↓
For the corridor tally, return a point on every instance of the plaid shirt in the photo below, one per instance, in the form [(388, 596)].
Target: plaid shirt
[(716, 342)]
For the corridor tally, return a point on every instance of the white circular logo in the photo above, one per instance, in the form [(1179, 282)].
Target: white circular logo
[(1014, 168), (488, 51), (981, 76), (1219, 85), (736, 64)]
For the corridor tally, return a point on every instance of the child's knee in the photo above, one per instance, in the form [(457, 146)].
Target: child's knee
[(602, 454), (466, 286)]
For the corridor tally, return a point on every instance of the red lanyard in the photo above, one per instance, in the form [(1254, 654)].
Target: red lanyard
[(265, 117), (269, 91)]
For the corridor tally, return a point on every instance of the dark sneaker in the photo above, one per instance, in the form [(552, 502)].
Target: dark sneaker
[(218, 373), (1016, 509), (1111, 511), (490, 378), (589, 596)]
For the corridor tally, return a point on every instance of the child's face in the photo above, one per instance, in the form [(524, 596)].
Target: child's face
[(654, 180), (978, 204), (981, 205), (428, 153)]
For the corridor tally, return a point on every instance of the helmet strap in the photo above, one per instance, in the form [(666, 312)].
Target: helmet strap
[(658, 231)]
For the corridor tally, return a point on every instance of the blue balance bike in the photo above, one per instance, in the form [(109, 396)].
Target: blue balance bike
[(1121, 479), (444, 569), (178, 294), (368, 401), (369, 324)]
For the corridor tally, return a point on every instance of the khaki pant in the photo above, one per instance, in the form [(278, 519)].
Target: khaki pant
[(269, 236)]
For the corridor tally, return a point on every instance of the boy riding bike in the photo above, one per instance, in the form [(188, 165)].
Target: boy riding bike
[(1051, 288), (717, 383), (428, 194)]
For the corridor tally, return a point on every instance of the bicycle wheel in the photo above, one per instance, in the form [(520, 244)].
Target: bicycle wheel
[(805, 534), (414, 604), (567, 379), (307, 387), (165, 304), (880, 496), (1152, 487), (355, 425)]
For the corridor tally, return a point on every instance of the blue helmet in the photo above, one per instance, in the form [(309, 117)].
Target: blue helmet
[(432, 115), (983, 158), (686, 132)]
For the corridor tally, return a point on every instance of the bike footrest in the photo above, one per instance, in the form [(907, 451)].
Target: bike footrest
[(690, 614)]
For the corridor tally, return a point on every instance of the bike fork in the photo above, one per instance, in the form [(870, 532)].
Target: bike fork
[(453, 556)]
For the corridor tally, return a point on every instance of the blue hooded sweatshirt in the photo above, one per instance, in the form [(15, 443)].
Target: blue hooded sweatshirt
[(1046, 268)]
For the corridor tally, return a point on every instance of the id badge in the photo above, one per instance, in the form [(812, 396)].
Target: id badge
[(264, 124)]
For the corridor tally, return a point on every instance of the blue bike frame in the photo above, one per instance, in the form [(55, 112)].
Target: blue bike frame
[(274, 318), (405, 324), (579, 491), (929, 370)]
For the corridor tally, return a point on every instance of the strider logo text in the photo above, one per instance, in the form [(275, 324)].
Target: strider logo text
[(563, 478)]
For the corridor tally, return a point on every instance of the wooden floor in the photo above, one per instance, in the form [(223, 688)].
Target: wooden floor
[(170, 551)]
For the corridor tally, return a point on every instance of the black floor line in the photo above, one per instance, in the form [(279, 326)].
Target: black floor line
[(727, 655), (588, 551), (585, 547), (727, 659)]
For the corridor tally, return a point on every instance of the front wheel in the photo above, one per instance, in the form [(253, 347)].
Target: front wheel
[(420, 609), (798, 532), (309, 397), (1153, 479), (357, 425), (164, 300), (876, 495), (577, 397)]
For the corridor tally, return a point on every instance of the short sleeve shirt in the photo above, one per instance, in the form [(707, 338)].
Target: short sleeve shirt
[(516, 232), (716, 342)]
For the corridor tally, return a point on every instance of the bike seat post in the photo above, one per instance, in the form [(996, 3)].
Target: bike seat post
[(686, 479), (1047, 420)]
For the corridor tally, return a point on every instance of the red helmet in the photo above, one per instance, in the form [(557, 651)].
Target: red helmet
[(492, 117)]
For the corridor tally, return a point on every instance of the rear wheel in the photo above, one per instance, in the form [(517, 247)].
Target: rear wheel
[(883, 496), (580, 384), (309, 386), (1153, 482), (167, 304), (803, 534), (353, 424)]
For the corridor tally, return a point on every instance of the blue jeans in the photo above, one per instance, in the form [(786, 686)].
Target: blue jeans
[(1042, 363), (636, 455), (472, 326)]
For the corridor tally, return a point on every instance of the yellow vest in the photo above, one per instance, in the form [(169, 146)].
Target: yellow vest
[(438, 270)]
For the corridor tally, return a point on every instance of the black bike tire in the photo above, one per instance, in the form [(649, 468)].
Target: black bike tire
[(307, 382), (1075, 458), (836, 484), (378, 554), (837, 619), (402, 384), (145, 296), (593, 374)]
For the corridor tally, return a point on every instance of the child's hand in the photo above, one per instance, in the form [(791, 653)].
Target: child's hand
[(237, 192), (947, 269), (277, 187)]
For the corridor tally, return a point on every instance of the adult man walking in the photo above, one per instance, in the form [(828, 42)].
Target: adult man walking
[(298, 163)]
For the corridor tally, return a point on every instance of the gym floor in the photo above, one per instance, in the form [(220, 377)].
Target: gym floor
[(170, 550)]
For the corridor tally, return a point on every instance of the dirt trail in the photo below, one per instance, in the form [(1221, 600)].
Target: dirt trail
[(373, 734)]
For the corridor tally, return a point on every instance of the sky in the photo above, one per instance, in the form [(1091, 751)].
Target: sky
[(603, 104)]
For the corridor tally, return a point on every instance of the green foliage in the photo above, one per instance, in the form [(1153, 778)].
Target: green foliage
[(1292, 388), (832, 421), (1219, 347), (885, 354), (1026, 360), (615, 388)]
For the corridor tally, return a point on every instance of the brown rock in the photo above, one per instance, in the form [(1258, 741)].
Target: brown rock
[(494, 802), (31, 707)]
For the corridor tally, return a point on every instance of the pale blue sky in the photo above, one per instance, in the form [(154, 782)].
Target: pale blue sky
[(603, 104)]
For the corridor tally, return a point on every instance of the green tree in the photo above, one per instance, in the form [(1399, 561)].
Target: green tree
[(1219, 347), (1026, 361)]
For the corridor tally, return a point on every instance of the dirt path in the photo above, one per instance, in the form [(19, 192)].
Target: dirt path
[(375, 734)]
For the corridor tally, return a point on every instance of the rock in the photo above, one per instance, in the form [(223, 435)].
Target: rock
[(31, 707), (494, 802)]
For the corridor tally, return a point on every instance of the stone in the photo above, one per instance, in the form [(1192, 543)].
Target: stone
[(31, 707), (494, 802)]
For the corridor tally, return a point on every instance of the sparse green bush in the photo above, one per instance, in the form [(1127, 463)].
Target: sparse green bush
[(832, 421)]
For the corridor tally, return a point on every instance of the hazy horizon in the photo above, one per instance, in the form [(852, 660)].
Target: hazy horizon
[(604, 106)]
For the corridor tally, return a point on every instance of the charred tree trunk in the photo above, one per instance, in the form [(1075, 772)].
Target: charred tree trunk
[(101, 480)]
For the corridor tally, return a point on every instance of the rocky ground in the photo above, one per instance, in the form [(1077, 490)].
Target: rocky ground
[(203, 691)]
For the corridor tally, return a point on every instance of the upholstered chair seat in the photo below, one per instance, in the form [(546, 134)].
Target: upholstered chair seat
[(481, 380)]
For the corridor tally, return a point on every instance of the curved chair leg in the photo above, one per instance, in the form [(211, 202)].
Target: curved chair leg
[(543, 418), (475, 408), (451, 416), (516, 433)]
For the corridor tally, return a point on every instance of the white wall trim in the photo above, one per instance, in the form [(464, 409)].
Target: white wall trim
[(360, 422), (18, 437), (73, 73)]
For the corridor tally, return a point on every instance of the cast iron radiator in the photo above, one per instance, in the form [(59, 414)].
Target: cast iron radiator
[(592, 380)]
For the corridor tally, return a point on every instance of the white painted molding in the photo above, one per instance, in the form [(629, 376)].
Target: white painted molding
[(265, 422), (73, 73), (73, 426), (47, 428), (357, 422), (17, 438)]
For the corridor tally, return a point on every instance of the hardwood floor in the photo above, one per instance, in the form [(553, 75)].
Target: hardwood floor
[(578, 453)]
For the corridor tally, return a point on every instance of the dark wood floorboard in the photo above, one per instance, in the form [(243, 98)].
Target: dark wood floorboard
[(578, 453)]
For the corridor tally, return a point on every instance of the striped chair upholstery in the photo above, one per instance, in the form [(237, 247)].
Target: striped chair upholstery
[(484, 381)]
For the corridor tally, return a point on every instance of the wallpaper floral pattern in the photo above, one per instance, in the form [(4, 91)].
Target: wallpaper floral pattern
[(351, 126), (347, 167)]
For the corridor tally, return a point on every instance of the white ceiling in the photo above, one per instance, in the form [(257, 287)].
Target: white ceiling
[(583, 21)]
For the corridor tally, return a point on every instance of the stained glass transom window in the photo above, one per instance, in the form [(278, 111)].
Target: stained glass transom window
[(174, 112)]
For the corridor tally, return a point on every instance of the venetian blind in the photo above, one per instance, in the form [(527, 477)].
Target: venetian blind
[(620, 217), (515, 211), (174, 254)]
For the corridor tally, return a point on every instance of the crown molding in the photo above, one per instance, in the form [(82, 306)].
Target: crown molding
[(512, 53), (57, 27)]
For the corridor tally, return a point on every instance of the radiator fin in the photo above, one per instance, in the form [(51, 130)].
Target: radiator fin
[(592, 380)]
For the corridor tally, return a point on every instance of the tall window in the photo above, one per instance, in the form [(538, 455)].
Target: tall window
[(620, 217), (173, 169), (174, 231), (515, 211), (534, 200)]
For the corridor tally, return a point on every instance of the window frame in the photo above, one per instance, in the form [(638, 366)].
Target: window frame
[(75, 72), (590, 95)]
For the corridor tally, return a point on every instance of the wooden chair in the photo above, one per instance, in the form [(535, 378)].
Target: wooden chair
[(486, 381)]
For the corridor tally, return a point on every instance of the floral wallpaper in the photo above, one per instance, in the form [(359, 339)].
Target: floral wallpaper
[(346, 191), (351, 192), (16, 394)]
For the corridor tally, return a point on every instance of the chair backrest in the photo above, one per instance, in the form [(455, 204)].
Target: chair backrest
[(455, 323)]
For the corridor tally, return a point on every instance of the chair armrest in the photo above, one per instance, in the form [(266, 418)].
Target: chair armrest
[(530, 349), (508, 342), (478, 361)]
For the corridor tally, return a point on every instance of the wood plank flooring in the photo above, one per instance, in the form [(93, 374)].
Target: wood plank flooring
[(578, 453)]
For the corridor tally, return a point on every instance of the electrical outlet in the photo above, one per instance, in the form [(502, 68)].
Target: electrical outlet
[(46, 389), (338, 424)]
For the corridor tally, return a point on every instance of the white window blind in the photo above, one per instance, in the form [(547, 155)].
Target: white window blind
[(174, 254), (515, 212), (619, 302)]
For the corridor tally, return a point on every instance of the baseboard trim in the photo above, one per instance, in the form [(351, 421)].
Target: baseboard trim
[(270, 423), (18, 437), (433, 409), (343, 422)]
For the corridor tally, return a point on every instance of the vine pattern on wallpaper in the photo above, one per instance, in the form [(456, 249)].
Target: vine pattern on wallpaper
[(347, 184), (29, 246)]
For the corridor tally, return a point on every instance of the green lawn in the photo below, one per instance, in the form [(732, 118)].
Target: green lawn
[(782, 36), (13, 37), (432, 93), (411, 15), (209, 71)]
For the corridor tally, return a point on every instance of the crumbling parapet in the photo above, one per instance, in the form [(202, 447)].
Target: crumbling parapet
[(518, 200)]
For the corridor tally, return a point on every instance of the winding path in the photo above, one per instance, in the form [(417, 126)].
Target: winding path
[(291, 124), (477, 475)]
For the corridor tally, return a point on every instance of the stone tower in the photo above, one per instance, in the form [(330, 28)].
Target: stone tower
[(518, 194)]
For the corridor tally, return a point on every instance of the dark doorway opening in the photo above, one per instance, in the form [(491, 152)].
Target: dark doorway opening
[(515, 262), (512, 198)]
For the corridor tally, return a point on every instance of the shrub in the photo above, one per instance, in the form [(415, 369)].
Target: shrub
↑
• WHAT TO DO:
Find the lines above that contain "shrub" and give their count, with nothing added.

• WRITTEN REPLY:
2